Problem description: Quote the material word for word, starting with its first line and going on through the line with "549), (974, 581)]".

Data shown:
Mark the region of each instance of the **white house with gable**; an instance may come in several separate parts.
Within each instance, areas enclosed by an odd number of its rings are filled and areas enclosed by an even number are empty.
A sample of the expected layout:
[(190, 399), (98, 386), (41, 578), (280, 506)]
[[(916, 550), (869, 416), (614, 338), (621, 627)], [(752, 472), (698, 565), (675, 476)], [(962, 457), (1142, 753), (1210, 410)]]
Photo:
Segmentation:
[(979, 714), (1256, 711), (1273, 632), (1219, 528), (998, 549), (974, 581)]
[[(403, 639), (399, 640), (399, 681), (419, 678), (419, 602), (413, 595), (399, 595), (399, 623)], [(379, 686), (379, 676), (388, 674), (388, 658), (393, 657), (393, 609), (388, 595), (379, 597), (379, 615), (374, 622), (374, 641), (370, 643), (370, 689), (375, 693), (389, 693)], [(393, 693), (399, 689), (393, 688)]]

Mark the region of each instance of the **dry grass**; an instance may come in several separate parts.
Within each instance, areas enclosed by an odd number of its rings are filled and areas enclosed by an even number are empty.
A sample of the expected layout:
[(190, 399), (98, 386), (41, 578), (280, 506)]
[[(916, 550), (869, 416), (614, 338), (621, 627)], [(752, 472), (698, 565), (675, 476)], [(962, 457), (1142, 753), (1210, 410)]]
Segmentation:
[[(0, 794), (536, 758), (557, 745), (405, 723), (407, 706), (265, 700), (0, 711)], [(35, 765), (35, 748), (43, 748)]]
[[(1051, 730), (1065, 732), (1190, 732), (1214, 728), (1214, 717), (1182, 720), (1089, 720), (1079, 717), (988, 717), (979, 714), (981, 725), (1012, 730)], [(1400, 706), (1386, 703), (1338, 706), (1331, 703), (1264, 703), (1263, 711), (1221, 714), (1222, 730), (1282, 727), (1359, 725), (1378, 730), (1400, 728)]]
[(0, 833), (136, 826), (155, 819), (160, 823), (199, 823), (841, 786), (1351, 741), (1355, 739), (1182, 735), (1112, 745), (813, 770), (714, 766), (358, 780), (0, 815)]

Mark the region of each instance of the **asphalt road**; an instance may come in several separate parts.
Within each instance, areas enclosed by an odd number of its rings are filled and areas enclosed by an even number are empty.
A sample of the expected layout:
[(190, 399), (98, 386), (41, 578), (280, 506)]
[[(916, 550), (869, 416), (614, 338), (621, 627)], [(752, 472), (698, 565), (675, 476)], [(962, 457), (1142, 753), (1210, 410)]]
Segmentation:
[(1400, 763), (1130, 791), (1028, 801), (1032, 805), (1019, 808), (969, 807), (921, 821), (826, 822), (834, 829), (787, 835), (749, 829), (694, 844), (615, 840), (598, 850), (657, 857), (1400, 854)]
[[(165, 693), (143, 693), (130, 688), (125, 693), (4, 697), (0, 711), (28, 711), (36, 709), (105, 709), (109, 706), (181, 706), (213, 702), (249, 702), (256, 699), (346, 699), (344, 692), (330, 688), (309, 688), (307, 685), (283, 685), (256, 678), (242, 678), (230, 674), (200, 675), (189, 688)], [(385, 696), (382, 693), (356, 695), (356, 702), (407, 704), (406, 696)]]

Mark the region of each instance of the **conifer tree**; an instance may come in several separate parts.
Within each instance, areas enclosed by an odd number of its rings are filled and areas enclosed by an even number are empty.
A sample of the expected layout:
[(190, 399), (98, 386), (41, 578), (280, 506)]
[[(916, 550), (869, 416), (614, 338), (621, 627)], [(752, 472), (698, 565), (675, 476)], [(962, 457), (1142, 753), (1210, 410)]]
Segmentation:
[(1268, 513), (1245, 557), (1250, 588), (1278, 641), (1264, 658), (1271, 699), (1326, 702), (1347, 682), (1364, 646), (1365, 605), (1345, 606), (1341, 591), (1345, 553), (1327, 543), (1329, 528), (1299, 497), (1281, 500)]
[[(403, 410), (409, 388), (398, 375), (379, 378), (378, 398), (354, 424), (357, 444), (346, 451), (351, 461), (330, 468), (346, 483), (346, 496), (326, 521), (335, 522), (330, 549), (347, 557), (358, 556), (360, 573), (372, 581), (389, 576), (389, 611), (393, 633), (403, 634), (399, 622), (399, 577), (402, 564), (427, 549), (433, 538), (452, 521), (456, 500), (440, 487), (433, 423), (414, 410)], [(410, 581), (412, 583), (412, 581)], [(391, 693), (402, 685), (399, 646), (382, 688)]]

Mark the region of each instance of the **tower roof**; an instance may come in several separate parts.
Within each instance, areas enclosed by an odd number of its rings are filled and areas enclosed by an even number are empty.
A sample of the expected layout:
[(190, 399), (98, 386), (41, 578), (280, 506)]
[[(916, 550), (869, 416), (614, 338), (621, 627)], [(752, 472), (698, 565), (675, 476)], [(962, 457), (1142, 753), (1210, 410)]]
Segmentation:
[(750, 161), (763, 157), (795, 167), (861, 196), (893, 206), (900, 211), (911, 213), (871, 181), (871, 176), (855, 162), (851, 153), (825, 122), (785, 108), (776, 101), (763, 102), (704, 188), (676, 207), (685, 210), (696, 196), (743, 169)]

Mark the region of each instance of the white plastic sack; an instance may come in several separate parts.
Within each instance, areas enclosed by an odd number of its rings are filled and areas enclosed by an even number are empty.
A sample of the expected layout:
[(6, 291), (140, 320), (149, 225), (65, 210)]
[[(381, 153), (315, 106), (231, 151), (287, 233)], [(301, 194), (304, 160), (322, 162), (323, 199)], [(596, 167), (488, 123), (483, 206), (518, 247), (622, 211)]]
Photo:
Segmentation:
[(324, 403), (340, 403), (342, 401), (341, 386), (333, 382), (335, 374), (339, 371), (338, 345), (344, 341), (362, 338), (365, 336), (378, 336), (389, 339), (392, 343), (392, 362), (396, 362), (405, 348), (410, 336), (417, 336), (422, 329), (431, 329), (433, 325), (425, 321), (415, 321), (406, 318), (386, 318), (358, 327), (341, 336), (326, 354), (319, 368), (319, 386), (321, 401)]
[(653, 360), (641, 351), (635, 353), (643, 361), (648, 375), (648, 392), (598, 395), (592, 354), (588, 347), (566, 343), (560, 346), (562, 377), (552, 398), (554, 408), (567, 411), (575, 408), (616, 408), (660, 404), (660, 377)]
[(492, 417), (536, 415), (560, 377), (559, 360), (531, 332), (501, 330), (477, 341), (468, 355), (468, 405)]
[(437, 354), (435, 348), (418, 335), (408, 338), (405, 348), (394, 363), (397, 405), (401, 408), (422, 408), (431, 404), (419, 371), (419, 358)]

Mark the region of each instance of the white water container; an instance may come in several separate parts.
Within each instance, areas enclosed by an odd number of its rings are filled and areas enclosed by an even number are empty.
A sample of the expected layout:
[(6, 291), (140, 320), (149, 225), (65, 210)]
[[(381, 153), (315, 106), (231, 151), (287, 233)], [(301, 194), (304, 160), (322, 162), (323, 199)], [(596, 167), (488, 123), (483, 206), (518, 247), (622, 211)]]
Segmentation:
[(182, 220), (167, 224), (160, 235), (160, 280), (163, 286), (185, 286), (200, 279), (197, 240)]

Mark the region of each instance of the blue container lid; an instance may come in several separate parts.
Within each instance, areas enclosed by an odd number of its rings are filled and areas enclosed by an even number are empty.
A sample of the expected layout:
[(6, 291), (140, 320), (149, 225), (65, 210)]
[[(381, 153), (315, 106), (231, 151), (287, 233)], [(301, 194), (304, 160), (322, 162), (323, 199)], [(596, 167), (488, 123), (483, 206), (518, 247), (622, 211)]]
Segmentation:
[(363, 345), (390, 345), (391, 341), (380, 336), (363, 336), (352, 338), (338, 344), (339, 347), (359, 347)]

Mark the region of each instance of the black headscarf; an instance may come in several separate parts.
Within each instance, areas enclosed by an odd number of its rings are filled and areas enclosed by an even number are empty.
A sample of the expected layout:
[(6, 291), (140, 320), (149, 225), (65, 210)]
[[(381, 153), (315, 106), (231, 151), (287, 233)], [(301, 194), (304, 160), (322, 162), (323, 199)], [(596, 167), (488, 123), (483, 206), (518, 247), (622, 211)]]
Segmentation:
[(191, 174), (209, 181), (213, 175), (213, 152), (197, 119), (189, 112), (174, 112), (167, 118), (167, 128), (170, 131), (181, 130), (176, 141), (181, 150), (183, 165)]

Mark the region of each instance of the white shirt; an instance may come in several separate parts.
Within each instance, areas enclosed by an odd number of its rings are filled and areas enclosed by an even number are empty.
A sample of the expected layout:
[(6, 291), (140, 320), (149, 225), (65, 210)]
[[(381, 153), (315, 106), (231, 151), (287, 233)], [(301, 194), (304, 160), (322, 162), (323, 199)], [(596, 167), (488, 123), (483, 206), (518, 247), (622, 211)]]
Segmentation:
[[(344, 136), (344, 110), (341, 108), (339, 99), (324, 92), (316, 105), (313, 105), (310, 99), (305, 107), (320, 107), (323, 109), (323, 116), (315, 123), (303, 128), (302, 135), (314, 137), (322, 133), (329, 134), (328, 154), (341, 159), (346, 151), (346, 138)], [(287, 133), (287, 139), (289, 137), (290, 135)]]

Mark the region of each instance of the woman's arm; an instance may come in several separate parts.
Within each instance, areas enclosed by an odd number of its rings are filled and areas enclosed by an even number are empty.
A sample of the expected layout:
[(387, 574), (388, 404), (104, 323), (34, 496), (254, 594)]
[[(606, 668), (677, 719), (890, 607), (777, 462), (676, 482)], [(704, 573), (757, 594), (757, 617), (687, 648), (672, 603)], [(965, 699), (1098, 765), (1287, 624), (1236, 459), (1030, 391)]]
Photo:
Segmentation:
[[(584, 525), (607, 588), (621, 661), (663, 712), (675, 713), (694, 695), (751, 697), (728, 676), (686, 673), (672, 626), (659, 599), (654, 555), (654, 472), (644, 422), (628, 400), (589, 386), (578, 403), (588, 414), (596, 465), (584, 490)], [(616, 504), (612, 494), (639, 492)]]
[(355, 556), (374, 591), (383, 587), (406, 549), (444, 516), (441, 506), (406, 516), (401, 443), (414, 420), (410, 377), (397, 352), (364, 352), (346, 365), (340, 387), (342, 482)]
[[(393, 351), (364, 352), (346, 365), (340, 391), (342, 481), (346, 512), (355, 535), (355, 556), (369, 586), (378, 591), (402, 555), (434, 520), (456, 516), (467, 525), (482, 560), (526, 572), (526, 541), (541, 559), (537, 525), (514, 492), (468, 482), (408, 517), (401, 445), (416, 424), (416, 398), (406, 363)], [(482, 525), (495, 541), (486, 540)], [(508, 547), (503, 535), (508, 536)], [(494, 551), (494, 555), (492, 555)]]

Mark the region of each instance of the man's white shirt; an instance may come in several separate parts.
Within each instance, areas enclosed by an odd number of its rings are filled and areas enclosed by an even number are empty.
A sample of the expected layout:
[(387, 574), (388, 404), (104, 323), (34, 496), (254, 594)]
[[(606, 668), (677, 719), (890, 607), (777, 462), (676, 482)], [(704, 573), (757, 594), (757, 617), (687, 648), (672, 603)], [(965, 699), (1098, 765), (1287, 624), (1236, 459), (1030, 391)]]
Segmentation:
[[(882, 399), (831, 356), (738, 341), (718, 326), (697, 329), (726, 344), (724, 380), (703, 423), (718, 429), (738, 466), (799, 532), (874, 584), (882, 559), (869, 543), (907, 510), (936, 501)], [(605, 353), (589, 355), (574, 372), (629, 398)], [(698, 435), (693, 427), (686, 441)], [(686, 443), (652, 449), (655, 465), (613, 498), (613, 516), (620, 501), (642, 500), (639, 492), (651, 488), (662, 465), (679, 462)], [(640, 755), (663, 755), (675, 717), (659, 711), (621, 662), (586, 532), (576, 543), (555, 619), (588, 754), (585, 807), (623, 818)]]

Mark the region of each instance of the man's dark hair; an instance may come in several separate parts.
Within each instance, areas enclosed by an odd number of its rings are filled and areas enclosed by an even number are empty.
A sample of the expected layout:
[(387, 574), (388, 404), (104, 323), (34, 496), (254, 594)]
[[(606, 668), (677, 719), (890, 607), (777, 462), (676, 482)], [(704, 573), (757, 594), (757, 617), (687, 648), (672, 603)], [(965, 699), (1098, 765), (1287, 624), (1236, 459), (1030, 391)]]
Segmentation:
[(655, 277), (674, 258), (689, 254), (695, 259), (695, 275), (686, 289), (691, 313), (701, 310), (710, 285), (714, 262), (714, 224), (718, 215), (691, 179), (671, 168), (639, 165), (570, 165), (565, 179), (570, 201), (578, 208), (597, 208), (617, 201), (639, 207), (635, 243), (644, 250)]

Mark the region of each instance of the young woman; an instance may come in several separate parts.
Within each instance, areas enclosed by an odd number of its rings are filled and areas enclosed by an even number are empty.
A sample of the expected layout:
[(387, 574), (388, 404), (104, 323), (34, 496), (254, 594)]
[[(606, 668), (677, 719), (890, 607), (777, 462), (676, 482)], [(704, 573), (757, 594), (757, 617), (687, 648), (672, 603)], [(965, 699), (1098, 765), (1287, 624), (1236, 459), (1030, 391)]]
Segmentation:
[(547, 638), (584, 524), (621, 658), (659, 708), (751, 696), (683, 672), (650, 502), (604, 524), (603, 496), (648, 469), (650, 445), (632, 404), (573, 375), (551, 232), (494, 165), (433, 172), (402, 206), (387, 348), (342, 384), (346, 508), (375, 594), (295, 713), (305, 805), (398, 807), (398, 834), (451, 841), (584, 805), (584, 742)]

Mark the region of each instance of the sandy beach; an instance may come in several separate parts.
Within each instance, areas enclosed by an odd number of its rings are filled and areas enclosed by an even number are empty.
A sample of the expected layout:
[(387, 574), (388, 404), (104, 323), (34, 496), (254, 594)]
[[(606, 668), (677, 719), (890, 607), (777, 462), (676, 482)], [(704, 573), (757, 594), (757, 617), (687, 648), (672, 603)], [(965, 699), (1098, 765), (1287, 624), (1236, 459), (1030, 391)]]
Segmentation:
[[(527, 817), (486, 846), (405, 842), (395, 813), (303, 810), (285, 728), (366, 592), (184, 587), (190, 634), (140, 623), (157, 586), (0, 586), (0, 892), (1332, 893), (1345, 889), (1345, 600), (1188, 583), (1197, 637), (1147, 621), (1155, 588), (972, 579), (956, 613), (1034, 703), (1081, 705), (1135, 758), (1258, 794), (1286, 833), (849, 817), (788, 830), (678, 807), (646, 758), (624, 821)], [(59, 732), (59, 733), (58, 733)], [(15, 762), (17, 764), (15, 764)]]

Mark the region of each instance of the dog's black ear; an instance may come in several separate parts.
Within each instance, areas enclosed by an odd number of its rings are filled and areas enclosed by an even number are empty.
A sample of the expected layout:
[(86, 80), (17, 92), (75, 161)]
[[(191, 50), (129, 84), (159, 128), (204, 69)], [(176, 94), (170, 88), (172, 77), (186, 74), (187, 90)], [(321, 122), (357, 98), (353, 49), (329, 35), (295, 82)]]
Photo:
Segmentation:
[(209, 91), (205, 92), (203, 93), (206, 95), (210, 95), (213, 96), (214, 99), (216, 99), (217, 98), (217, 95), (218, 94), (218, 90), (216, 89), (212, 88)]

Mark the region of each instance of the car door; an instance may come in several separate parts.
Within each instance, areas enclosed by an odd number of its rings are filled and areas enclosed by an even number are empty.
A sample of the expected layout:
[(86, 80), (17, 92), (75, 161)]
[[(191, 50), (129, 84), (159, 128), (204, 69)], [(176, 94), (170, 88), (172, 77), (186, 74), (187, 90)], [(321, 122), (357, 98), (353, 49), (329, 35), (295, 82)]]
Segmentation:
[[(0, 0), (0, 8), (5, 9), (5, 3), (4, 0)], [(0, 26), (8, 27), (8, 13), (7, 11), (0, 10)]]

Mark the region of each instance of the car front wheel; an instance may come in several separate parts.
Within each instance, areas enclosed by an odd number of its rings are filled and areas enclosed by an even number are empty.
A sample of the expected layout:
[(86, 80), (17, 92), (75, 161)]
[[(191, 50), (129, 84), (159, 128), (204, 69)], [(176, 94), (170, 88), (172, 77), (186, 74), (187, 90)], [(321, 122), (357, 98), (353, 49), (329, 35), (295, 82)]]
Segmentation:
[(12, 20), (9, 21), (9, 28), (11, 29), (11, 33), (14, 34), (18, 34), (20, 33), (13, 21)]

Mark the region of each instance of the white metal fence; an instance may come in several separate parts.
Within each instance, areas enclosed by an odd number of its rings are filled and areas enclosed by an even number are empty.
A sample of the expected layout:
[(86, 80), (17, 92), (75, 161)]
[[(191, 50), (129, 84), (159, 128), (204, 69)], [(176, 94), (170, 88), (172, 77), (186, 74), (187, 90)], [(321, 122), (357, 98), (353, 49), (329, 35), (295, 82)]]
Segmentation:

Result:
Mark the region of each instance of the **white house with gable**; an instance may come in several separate parts.
Within each instance, areas enclosed by an odd number of its rings are filled and areas enclosed by an even number are empty.
A sample of the expected layout:
[(190, 399), (98, 386), (41, 578), (280, 506)]
[[(916, 550), (869, 416), (614, 338), (621, 627)], [(752, 472), (698, 565), (675, 476)], [(962, 457), (1142, 753), (1210, 410)]]
Photo:
Segmentation:
[(979, 714), (1256, 711), (1273, 632), (1219, 528), (998, 549), (974, 581)]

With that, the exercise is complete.